- **Instruction 1**: Transcribe part of the strut bar thread below, beginning at the words "meh, I have" and stopping after "about s-tune/r-tune mods.....".

- **Document section**:
■ ■ ■ ■
# Strut bar



## Zero Dreamer (Nov 23, 2004)

does anyone have any warning for front strut bars for the 04 sentras sold on ebay? other than "hit or miss" buying on ebay?


----------



## chimmike (Oct 17, 2002)

meh, I have the megan racing one that can be found on ebay. I'm not especially impressed with it and I don't like that it's adjustable. I'm going to be welding it solid and probably adding some aluminum bars to it for stiffness.

I've got a stock Spec V strut bar laying around...i'll sell it to you.


----------



## Zero Dreamer (Nov 23, 2004)

hmm.....interesting.....how much would u be selling it for? and uh...just to make sure this is S-tune thing right? hahaha i don't want my warrenty to become void.....read stuff about it in that other post about s-tune/r-tune mods.....


----------



## sr20dem0n (Mar 19, 2003)

well it's not nismo, so it's not anything-tune

in order for your warranty to be void, the strut bar would have to have caused the problem. Since it comes stock on every other model, I think it would be impossible for them to blame any problem on your strut bar.


----------



## Zero Dreamer (Nov 23, 2004)

lol hahaha ya never know.....them freak accidents happen....the strut bar rips through the engine somehow lol......well thats cool to know thx a lot


----------



## chimmike (Oct 17, 2002)

a strut bar won't void anything, especially if it's a stock nissan piece.


----------



## rselah25 (Sep 7, 2004)
■ ■ ■ ■
- **Material**:

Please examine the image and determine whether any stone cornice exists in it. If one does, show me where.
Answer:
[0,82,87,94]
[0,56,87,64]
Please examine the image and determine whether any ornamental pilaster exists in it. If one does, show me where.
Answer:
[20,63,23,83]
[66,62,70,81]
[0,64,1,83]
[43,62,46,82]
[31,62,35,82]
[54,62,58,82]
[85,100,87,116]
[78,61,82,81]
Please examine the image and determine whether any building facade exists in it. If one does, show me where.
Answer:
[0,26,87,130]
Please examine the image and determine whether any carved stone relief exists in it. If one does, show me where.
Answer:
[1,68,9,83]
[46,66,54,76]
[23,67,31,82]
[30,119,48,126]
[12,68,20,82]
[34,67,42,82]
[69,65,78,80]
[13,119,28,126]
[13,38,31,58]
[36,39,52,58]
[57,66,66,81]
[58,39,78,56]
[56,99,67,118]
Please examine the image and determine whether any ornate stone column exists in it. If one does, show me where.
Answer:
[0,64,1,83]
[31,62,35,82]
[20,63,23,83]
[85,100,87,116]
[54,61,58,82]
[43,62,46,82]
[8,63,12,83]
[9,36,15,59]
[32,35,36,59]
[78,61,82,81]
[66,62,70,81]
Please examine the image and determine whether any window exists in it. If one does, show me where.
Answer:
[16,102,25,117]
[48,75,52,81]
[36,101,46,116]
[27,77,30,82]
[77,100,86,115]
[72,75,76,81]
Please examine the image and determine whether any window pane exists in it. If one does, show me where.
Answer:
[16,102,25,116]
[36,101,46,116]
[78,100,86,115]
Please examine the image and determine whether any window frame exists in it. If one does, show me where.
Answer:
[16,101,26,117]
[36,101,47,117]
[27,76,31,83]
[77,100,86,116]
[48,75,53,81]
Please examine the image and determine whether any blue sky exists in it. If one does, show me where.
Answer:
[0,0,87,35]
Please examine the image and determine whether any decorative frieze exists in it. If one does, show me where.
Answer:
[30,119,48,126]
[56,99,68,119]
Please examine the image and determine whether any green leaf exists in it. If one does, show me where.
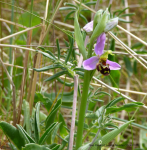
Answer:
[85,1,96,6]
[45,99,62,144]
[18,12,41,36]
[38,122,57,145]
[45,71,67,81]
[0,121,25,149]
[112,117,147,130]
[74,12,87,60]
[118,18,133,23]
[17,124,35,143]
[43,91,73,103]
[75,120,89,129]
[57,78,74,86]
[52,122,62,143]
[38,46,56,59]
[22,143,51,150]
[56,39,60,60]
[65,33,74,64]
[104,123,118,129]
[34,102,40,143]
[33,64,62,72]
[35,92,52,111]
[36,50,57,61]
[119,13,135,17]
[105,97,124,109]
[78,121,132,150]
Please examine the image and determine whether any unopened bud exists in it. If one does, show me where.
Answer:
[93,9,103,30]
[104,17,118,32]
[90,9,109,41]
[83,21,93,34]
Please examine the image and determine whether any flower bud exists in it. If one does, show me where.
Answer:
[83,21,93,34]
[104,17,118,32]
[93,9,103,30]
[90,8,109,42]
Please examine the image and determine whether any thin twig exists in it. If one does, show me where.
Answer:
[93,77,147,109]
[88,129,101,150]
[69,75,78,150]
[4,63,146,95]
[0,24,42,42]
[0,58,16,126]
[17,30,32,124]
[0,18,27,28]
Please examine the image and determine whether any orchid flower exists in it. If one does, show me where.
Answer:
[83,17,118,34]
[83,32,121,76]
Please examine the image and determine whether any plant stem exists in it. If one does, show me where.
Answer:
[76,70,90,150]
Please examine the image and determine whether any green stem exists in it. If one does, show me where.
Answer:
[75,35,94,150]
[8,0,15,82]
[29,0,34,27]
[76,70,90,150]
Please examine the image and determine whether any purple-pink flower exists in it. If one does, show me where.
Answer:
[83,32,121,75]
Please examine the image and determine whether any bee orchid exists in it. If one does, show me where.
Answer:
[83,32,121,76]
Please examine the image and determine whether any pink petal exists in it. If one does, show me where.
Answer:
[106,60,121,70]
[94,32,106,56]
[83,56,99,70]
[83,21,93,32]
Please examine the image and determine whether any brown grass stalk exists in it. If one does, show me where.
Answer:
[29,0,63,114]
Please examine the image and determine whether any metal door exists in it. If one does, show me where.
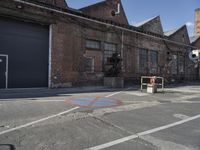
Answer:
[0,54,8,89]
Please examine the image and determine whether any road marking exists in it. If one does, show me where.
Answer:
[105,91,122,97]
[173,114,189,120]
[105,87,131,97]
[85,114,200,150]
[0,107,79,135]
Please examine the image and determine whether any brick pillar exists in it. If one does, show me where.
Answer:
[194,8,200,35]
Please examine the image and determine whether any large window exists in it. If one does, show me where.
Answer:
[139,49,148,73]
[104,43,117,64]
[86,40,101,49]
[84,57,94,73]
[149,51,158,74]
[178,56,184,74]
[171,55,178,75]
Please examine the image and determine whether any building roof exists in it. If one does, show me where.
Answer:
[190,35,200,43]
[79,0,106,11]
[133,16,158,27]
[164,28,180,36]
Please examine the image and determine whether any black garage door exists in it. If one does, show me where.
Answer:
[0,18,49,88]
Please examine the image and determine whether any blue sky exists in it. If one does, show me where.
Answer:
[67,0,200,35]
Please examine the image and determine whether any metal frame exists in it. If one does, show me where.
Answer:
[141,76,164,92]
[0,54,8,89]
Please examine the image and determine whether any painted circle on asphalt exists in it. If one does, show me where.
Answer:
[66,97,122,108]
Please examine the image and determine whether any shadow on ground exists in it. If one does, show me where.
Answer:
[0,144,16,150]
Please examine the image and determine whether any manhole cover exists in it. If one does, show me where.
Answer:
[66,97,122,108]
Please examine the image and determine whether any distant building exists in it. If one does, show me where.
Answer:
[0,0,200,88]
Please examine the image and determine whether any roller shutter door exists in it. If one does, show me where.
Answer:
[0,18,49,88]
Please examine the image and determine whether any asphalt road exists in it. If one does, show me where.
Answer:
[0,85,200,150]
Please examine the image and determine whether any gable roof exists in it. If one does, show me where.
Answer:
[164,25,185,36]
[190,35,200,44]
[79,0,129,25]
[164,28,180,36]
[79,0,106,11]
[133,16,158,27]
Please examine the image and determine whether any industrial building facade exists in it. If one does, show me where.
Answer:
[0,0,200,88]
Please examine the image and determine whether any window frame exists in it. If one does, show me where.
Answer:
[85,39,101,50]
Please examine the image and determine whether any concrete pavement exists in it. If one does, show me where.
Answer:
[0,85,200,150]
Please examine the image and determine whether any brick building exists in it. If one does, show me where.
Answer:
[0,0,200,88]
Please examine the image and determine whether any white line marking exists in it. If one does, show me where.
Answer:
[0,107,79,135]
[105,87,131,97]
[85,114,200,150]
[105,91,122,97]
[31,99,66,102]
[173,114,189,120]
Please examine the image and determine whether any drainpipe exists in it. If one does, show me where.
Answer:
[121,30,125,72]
■ ■ ■ ■
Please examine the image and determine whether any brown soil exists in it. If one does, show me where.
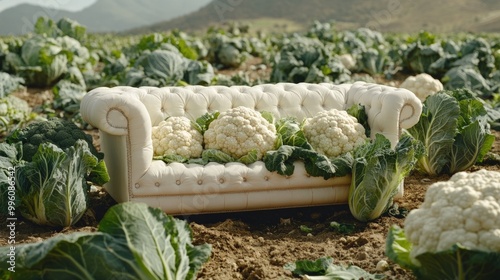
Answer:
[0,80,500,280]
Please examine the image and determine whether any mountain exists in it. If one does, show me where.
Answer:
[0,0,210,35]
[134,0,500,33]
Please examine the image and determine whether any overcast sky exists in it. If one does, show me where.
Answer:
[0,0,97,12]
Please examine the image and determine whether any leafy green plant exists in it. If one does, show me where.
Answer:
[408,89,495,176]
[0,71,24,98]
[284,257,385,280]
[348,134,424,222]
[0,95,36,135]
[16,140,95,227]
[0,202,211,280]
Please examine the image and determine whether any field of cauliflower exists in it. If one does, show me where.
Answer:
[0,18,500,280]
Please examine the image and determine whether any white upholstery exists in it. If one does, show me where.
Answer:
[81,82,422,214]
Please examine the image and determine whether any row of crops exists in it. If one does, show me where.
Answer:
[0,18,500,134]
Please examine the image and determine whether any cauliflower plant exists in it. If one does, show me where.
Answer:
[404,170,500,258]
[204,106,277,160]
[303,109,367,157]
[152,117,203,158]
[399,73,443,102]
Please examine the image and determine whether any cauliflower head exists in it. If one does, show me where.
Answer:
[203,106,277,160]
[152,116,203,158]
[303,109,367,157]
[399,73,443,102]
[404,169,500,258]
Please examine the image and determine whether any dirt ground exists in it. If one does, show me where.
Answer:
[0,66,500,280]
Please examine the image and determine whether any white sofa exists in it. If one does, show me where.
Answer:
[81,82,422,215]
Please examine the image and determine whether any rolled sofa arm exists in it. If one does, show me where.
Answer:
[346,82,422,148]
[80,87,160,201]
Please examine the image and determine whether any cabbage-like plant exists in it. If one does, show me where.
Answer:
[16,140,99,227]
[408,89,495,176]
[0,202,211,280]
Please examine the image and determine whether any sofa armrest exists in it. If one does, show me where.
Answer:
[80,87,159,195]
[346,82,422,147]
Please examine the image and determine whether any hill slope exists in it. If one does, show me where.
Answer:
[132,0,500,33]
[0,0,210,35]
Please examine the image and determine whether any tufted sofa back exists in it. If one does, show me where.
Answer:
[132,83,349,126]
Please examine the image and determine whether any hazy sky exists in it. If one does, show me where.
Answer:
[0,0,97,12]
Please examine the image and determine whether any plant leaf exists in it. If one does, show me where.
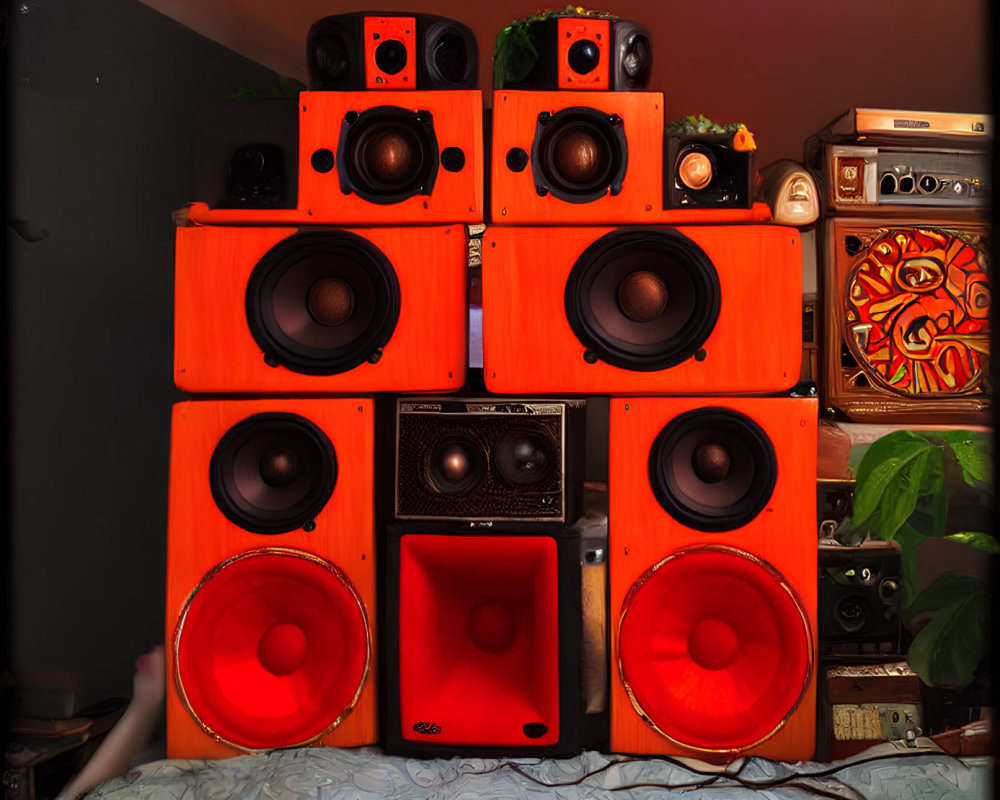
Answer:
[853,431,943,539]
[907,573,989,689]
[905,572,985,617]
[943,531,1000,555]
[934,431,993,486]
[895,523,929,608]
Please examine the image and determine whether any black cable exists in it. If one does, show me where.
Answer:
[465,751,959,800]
■ ■ ■ ■
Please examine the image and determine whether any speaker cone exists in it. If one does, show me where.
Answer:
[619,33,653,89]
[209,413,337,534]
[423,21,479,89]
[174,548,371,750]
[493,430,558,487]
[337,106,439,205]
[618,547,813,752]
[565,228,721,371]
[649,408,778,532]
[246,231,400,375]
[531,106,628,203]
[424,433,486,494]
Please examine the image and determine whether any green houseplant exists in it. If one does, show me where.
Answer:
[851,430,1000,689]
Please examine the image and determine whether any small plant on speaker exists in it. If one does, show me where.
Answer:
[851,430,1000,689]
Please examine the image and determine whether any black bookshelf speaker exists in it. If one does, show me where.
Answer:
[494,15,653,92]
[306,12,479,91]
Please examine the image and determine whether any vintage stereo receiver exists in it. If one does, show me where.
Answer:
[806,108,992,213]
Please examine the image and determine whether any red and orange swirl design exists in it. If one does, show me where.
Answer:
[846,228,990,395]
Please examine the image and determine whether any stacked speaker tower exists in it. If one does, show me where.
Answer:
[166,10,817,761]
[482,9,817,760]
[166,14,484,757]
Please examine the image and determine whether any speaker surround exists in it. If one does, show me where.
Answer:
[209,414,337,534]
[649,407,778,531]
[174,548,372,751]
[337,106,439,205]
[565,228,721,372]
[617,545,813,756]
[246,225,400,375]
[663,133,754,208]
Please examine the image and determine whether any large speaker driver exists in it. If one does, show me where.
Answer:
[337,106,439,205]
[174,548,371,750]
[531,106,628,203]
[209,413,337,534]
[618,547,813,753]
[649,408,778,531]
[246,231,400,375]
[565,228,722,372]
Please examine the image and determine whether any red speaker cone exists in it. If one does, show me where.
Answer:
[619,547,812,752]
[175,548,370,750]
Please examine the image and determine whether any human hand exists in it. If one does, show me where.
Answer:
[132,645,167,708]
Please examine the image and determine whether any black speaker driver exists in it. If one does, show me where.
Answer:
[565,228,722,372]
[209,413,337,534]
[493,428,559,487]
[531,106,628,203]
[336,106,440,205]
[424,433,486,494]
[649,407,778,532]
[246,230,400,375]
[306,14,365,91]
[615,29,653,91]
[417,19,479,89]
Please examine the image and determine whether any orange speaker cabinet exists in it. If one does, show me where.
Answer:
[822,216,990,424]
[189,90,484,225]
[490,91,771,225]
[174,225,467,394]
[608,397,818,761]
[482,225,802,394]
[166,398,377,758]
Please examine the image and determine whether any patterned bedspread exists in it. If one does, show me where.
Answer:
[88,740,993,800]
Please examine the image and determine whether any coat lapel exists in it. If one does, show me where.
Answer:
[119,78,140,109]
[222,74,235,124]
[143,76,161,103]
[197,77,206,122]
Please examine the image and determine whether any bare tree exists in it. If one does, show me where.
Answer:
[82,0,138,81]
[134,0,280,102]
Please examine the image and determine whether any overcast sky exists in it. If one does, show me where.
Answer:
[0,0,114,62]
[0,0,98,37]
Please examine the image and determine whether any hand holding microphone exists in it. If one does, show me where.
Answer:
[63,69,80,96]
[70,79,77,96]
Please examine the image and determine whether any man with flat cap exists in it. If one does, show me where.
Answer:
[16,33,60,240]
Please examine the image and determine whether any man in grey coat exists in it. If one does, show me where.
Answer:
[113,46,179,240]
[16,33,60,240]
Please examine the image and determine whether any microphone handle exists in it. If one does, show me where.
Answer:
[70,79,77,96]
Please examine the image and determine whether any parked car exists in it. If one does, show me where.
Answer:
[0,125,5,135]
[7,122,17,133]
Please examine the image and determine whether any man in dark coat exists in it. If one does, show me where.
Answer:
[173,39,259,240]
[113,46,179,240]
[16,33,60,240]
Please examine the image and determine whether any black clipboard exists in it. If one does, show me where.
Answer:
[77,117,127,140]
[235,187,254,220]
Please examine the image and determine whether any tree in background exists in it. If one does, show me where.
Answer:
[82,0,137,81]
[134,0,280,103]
■ ■ ■ ■
- **Instruction 2**: Extract every line of the entries above that contains the string "large".

- **Full answer 1**:
meh, I have the megan racing one that can be found on ebay. I'm not especially impressed with it and I don't like that it's adjustable. I'm going to be welding it solid and probably adding some aluminum bars to it for stiffness.

I've got a stock Spec V strut bar laying around...i'll sell it to you.


----------



## Zero Dreamer (Nov 23, 2004)

hmm.....interesting.....how much would u be selling it for? and uh...just to make sure this is S-tune thing right? hahaha i don't want my warrenty to become void.....read stuff about it in that other post about s-tune/r-tune mods.....

- **Full answer 2**:
Please examine the image and determine whether any large window exists in it. If one does, show me where.
Please examine the image and determine whether any large speaker driver exists in it. If one does, show me where.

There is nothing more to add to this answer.